EXERCISE REQUIREMENTS: Quote the data below in full, please, without altering anything.

DATASET CONTENT:
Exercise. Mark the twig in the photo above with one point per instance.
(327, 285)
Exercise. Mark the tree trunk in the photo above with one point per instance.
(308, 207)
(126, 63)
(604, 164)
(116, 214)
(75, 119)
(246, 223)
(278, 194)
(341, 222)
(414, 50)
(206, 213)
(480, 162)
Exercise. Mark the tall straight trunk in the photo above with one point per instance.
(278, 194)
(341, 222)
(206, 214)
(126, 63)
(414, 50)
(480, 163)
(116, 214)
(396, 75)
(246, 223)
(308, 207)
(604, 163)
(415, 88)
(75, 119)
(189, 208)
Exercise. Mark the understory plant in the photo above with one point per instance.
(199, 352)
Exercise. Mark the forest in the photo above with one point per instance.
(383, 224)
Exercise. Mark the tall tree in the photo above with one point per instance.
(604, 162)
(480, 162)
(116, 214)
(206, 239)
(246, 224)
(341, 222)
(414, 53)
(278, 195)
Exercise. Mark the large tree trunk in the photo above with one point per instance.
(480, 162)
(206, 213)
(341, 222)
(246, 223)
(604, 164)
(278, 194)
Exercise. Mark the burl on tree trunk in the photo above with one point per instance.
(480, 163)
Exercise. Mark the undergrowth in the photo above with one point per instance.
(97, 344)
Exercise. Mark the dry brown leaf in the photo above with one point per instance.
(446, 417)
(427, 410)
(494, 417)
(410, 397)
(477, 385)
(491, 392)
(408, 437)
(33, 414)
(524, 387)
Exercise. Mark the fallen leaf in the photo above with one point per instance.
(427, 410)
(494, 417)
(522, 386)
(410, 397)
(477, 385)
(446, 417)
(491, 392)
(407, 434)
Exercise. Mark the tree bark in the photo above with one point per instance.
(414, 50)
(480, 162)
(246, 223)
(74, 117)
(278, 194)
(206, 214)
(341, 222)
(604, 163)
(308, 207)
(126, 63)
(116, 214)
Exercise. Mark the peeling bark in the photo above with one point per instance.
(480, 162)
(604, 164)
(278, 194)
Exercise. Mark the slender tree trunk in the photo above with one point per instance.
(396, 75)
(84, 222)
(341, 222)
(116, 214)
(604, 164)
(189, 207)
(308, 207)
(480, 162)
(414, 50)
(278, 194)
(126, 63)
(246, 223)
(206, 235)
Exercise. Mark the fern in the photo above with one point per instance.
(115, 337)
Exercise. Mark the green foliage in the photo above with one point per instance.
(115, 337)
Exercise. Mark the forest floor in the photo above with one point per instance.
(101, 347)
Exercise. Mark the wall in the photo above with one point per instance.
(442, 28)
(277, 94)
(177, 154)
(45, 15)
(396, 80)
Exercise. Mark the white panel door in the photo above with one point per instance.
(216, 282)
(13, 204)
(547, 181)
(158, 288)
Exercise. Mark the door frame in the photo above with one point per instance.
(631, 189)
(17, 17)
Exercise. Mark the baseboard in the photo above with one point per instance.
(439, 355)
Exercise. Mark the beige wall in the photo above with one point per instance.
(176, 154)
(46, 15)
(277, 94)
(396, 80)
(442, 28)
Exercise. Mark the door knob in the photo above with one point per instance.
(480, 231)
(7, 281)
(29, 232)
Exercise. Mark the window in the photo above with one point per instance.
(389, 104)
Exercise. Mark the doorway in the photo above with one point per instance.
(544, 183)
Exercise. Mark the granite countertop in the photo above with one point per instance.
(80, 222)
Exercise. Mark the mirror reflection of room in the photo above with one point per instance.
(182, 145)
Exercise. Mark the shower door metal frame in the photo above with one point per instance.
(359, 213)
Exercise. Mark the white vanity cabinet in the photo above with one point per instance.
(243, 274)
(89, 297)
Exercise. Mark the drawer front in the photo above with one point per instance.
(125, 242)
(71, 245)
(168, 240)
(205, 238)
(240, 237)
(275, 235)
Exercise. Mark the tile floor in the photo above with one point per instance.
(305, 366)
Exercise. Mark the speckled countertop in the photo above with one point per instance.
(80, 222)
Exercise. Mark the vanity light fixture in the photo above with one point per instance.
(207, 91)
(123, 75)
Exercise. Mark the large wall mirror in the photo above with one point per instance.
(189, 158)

REPLY TO THE TASK:
Exercise. Mark the twig in the photo above with one point per instance.
(327, 285)
Exercise. Mark the tree trunk in the photo above with one point per instance.
(308, 207)
(126, 63)
(604, 164)
(116, 214)
(75, 119)
(246, 223)
(278, 194)
(341, 222)
(414, 50)
(206, 213)
(480, 162)
Exercise. Mark the tall straight trunk in the photo above with one point per instance.
(278, 194)
(341, 222)
(206, 214)
(126, 63)
(414, 50)
(480, 163)
(116, 214)
(396, 75)
(246, 223)
(308, 207)
(604, 163)
(415, 88)
(75, 119)
(189, 208)
Exercise. Mark the understory plant in the photo above with one point per instance.
(199, 352)
Exercise. Mark the forest in the photo above with one point per instance.
(383, 224)
Exercise. Mark the tall tree in the photo above with one point per instance.
(604, 162)
(480, 162)
(116, 214)
(206, 239)
(246, 224)
(341, 222)
(414, 53)
(278, 195)
Exercise. Mark the large tree trunk in the photo above with one point per instance.
(480, 162)
(206, 213)
(341, 222)
(246, 223)
(604, 164)
(278, 194)
Exercise. Mark the burl on tree trunk in the photo above with one point per instance.
(480, 163)
Exercise. Mark the undergrowth in the photo above with one point per instance.
(97, 344)
Exercise. Mark the dry brown leaf in the photo above with one point per instance.
(446, 417)
(427, 410)
(494, 417)
(410, 397)
(477, 385)
(491, 392)
(408, 437)
(33, 414)
(524, 387)
Exercise. Mark the fallen leaf in the photo above with one point per instance.
(427, 410)
(494, 417)
(522, 386)
(410, 397)
(477, 385)
(446, 417)
(491, 392)
(407, 434)
Exercise. Mark the tree bark in the photo above with one point per instance.
(414, 50)
(480, 162)
(246, 223)
(74, 117)
(278, 194)
(206, 214)
(341, 222)
(604, 163)
(308, 207)
(126, 63)
(116, 214)
Exercise. Mark the peeling bark in the photo above with one point per instance.
(480, 162)
(604, 164)
(278, 194)
Exercise. Mark the slender tree trunk in the photo above with one point per instance.
(396, 75)
(84, 222)
(341, 222)
(116, 214)
(604, 164)
(189, 207)
(308, 207)
(480, 162)
(414, 50)
(278, 194)
(126, 63)
(246, 223)
(206, 235)
Exercise. Mark the fern in the photo above with one point per instance.
(115, 337)
Exercise. Mark the green foliage in the photo above with one point per instance.
(115, 337)
Exercise. Mark the forest floor in the photo above with one point per instance.
(101, 347)
Exercise. Mark the wall in the photo above with one point per instance.
(442, 28)
(277, 94)
(177, 154)
(45, 15)
(396, 80)
Exercise. Mark the white panel door in the photo above with one point per instance.
(216, 282)
(13, 204)
(547, 181)
(158, 288)
Exercise. Mark the door frame in the photo above with one point per instance.
(631, 189)
(17, 17)
Exercise. Mark the baseboard in the photo above with one point per instance.
(439, 355)
Exercise. Mark the beige wall in the photo above with one point per instance.
(176, 154)
(46, 15)
(277, 94)
(396, 80)
(442, 28)
Exercise. Mark the door knob in the photo above with one point per instance.
(480, 231)
(7, 281)
(29, 232)
Exercise. Mark the window in the photo above with one point per instance.
(389, 104)
Exercise. Mark the doorway in the photo above with one point per instance.
(544, 183)
Exercise. Mark the granite countertop in the photo above with one point per instance.
(80, 222)
Exercise. Mark the mirror reflection of room in the photo above with one point per instance.
(182, 145)
Exercise. Mark the shower door metal frame in the photo above with one point per instance.
(359, 213)
Exercise. Mark the white vanity cabinet in the photo above with one point per instance.
(243, 274)
(89, 297)
Exercise. Mark the drawer front in the photo above with one point per instance.
(125, 242)
(71, 245)
(168, 240)
(205, 238)
(240, 237)
(275, 235)
Exercise. Mark the tile floor in the photo above with one point per instance.
(305, 366)
Exercise. Mark the speckled countertop in the photo above with one point per instance.
(80, 222)
Exercise. Mark the vanity light fixture in the photo above with one point per instance.
(207, 91)
(123, 75)
Exercise. Mark the large wall mirror in the photo above with one point per instance.
(189, 158)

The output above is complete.